▶ What this task involves
Would you reproduce exactly the lines below from the one holding "TARGET = white frame" through the one holding "TARGET = wooden bracket plate", inclusive, and no others?

---

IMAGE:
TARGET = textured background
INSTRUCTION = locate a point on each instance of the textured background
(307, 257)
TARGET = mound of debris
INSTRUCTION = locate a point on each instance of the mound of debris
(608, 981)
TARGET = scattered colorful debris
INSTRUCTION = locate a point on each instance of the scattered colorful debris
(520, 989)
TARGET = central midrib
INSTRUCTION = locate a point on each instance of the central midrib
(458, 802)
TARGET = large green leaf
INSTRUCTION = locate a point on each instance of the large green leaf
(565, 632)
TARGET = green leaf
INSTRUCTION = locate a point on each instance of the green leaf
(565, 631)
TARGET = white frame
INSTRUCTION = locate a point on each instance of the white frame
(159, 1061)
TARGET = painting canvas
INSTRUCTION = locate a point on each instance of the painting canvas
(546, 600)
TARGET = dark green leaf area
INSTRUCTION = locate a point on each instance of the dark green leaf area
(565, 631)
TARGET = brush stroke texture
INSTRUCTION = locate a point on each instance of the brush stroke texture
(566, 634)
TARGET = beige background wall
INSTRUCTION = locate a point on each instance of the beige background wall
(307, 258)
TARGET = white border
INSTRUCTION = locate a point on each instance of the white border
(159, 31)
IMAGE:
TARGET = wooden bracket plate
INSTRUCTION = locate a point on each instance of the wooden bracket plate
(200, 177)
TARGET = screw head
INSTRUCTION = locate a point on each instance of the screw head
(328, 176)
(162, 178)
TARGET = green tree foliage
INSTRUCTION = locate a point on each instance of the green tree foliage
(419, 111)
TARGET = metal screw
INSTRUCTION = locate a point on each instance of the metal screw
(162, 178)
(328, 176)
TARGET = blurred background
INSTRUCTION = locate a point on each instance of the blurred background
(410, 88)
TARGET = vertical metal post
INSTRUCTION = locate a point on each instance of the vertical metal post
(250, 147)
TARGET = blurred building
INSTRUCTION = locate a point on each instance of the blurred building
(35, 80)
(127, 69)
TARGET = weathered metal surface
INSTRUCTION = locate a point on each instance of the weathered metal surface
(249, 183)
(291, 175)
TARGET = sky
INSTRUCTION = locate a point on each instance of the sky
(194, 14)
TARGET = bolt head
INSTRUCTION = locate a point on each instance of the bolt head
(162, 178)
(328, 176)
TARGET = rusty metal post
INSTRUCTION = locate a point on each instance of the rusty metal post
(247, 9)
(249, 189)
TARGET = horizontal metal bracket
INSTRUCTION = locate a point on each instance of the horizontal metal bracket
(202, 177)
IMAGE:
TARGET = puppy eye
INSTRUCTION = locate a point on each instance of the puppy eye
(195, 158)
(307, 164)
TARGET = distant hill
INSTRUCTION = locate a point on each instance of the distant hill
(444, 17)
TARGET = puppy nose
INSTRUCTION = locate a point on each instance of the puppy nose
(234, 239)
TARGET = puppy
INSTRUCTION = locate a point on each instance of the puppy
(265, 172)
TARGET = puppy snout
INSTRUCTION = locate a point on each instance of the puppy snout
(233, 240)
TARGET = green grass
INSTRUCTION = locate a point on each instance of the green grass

---

▶ Exercise solution
TARGET = white frame
INSTRUCTION = locate a point on each instance of the white frame
(159, 1061)
TARGET = painting canvas
INSTRUCTION = locate a point on each instance of the painting canvas
(546, 600)
TARGET = dark green leaf area
INSTRUCTION = locate a point on each instance of the dark green leaf area
(565, 631)
TARGET = brush stroke texture
INSTRUCTION = locate a point on each instance of the brush stroke texture
(566, 634)
TARGET = beige background wall
INSTRUCTION = locate a point on each instance of the beige background wall
(307, 258)
TARGET = white border
INSTRUCTION = locate a point on each instance of the white border
(159, 31)
IMAGE:
TARGET = wooden bracket plate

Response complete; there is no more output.